> INSTRUCTIONS TO FOLLOW: Could every entry be set down once more, exactly as given?

> DATA RECORDS:
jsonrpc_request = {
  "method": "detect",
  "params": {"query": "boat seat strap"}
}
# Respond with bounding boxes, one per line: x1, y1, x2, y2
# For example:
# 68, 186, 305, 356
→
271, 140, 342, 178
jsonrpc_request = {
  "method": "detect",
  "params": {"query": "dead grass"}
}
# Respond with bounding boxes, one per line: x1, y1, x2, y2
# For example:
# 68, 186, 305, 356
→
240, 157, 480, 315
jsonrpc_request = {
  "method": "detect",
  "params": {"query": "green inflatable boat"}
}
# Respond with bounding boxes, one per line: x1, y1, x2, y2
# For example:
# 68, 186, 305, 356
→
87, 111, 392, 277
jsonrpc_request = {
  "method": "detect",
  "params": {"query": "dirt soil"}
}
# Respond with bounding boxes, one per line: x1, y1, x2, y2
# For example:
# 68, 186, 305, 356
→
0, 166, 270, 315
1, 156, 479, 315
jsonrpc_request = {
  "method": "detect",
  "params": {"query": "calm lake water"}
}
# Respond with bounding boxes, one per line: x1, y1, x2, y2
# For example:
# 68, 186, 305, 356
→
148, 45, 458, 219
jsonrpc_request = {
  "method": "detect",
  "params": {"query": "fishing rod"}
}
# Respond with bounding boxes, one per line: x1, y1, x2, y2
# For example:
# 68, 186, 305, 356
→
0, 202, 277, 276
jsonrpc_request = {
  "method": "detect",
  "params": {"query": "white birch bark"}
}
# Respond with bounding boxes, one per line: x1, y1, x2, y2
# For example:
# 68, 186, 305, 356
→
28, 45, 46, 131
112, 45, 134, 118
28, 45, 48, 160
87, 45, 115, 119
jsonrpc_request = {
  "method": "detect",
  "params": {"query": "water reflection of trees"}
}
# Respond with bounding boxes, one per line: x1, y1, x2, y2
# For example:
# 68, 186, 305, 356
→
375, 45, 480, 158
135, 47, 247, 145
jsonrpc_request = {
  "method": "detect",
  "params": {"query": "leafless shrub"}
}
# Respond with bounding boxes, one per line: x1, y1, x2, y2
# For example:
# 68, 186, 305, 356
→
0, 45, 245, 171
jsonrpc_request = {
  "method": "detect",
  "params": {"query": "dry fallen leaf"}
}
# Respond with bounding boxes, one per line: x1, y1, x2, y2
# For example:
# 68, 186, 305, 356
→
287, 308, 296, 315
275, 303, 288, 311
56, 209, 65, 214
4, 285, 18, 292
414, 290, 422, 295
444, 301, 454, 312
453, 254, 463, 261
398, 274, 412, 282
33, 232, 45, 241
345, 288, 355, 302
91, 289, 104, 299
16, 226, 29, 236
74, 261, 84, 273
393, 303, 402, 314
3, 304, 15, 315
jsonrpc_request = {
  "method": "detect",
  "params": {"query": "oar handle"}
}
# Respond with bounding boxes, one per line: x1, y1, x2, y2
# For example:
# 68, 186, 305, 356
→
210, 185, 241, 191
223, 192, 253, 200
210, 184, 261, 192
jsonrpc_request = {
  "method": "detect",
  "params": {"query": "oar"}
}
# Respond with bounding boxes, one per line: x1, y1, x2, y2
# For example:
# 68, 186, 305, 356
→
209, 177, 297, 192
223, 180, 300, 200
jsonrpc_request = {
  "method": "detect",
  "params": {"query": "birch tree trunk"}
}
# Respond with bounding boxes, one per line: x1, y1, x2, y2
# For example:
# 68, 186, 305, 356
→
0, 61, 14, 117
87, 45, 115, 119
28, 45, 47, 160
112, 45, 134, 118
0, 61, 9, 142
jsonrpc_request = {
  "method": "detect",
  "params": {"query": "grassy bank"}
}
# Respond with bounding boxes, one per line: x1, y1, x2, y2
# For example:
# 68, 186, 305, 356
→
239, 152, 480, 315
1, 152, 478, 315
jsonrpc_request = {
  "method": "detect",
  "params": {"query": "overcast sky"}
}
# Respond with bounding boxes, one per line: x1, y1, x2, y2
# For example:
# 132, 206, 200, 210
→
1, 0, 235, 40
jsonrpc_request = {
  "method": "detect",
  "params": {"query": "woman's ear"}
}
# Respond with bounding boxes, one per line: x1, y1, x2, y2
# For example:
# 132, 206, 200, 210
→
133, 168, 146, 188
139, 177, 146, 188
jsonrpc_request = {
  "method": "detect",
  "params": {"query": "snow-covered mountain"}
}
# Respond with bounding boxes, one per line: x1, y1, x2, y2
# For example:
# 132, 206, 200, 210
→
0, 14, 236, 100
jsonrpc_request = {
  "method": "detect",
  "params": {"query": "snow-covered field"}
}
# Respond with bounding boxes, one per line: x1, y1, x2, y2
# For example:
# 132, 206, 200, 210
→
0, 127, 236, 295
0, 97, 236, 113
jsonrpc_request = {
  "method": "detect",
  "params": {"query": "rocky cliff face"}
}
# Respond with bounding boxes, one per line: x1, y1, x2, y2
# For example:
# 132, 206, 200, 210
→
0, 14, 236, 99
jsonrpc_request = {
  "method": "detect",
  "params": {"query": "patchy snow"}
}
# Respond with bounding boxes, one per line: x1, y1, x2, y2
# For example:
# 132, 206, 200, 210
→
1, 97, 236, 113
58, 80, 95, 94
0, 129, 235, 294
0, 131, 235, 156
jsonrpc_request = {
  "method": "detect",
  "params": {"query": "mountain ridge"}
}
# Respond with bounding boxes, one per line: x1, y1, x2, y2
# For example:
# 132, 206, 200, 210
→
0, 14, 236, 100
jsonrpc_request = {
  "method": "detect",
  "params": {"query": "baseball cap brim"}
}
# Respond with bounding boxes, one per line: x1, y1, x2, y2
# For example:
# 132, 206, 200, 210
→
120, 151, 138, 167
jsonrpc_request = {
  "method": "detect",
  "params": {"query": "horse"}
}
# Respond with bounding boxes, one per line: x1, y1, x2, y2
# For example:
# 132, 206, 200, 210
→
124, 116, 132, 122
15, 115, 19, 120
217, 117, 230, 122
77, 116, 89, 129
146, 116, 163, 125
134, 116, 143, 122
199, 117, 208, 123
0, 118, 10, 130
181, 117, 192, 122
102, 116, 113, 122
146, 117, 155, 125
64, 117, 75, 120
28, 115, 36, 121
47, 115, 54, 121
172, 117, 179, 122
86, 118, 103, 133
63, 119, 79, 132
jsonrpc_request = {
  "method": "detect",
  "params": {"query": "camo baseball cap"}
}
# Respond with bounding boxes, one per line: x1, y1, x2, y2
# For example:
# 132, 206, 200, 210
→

> SOLUTION TO THIS PROBLEM:
jsonrpc_request = {
  "method": "detect",
  "params": {"query": "boat seat strap"}
}
# Respond with bounding boxes, one per line: x1, y1, x2, y2
# For example:
# 68, 186, 305, 356
→
271, 140, 342, 178
jsonrpc_request = {
  "method": "detect",
  "params": {"query": "dead grass"}
}
# Respond with bounding boxes, one per line: x1, y1, x2, y2
# For example:
# 68, 186, 305, 356
→
240, 157, 480, 315
jsonrpc_request = {
  "method": "detect",
  "params": {"query": "green inflatable boat"}
}
# Respond with bounding boxes, one per line: x1, y1, x2, y2
# For example:
# 68, 186, 305, 356
→
87, 111, 392, 277
jsonrpc_request = {
  "method": "detect",
  "params": {"query": "dirt soil"}
}
# Respond with bounding boxes, one per line: x1, y1, x2, y2
# For example:
# 68, 186, 305, 356
→
0, 166, 270, 315
1, 156, 479, 315
jsonrpc_request = {
  "method": "detect",
  "params": {"query": "calm lake water"}
}
# Respond with bounding boxes, one per line: x1, y1, x2, y2
# For example:
# 68, 186, 305, 356
→
148, 45, 458, 219
jsonrpc_request = {
  "method": "detect",
  "params": {"query": "fishing rod"}
}
# Respond with bounding boxes, one per line: x1, y1, x2, y2
# For example:
# 68, 186, 305, 356
→
0, 202, 277, 276
jsonrpc_request = {
  "method": "detect",
  "params": {"query": "white birch bark"}
}
# Respond with bounding boxes, one per line: x1, y1, x2, y2
# For example:
# 68, 186, 305, 356
→
28, 45, 46, 131
112, 45, 134, 118
28, 45, 48, 160
87, 45, 115, 119
jsonrpc_request = {
  "method": "detect",
  "params": {"query": "water reflection of trees"}
}
# Respond with bounding boxes, one per line: x1, y1, x2, y2
# For example:
# 68, 186, 305, 356
→
375, 45, 480, 158
135, 47, 247, 145
jsonrpc_request = {
  "method": "detect",
  "params": {"query": "leafless shrub"}
}
# Respond with bounding boxes, one per line: x1, y1, x2, y2
# For example:
# 68, 186, 305, 356
→
0, 45, 245, 171
jsonrpc_request = {
  "method": "detect",
  "params": {"query": "dry fallen leaf"}
}
# Respond with bounding boxes, one per line: x1, y1, x2, y2
# For example:
# 68, 186, 305, 356
→
287, 308, 296, 315
275, 303, 288, 311
56, 209, 65, 214
4, 285, 18, 292
414, 290, 422, 295
444, 301, 454, 312
453, 254, 463, 261
398, 274, 412, 282
33, 232, 45, 241
345, 288, 355, 302
91, 289, 104, 299
16, 226, 29, 236
74, 261, 84, 273
393, 303, 402, 314
3, 304, 15, 315
jsonrpc_request = {
  "method": "detect",
  "params": {"query": "oar handle"}
}
# Respond with bounding boxes, one per line: x1, y1, x2, y2
# For example:
# 68, 186, 305, 356
→
210, 185, 241, 191
223, 192, 253, 200
210, 184, 261, 192
jsonrpc_request = {
  "method": "detect",
  "params": {"query": "oar"}
}
# Respond with bounding boxes, one per line: x1, y1, x2, y2
# For example:
# 68, 186, 305, 356
→
209, 177, 297, 192
223, 180, 300, 200
jsonrpc_request = {
  "method": "detect",
  "params": {"query": "birch tree trunk"}
}
# Respond with bounding boxes, one per line: x1, y1, x2, y2
# For example:
# 68, 186, 305, 356
→
0, 61, 14, 117
87, 45, 115, 119
28, 45, 47, 160
112, 45, 134, 118
0, 61, 9, 142
jsonrpc_request = {
  "method": "detect",
  "params": {"query": "grassy bank"}
}
# Respond with bounding boxes, one per line: x1, y1, x2, y2
# For example:
# 68, 186, 305, 356
→
239, 152, 480, 315
1, 152, 478, 315
jsonrpc_request = {
  "method": "detect",
  "params": {"query": "overcast sky"}
}
# Respond with bounding boxes, one per line: x1, y1, x2, y2
# For example:
# 132, 206, 200, 210
→
1, 0, 235, 40
jsonrpc_request = {
  "method": "detect",
  "params": {"query": "woman's ear"}
}
# Respond with bounding boxes, one per line: x1, y1, x2, y2
# For example:
# 132, 206, 200, 210
→
133, 168, 146, 188
139, 177, 146, 188
jsonrpc_request = {
  "method": "detect",
  "params": {"query": "snow-covered mountain"}
}
# Respond with bounding boxes, one per line: x1, y1, x2, y2
# For example:
# 132, 206, 200, 210
→
0, 14, 236, 100
jsonrpc_request = {
  "method": "detect",
  "params": {"query": "snow-covered field"}
}
# Respond with bounding boxes, one per line: x1, y1, x2, y2
# For example:
# 132, 206, 200, 210
→
0, 127, 236, 295
0, 97, 236, 113
jsonrpc_request = {
  "method": "detect",
  "params": {"query": "rocky cliff face"}
}
# Respond with bounding boxes, one per line: x1, y1, x2, y2
# For example:
# 132, 206, 200, 210
→
0, 14, 236, 99
jsonrpc_request = {
  "method": "detect",
  "params": {"query": "patchy snow"}
}
# Respond with bounding boxes, one per line: x1, y1, x2, y2
# For example:
# 132, 206, 200, 210
→
1, 97, 236, 113
58, 80, 95, 94
0, 129, 235, 294
0, 131, 235, 156
jsonrpc_request = {
  "method": "detect",
  "params": {"query": "mountain ridge"}
}
# Respond with bounding boxes, one per line: x1, y1, x2, y2
# For example:
# 132, 206, 200, 210
→
0, 14, 236, 100
jsonrpc_request = {
  "method": "detect",
  "params": {"query": "baseball cap brim"}
}
# Respond with bounding boxes, one per line: x1, y1, x2, y2
# For example:
# 132, 206, 200, 210
→
120, 151, 138, 167
jsonrpc_request = {
  "method": "detect",
  "params": {"query": "horse"}
}
# Respond with bounding boxes, one per line: x1, y1, x2, y2
# For example:
# 132, 206, 200, 210
→
124, 116, 132, 122
15, 115, 19, 120
217, 117, 230, 122
77, 116, 89, 129
146, 116, 163, 125
134, 116, 143, 122
199, 117, 208, 123
0, 118, 10, 130
181, 117, 192, 122
102, 116, 113, 122
146, 117, 155, 125
64, 117, 75, 120
28, 115, 36, 121
47, 115, 54, 121
172, 117, 179, 122
86, 118, 103, 133
63, 119, 79, 132
jsonrpc_request = {
  "method": "detect",
  "params": {"query": "camo baseball cap"}
}
# Respond with bounding boxes, one per line: x1, y1, x2, y2
# For example:
# 132, 206, 200, 210
→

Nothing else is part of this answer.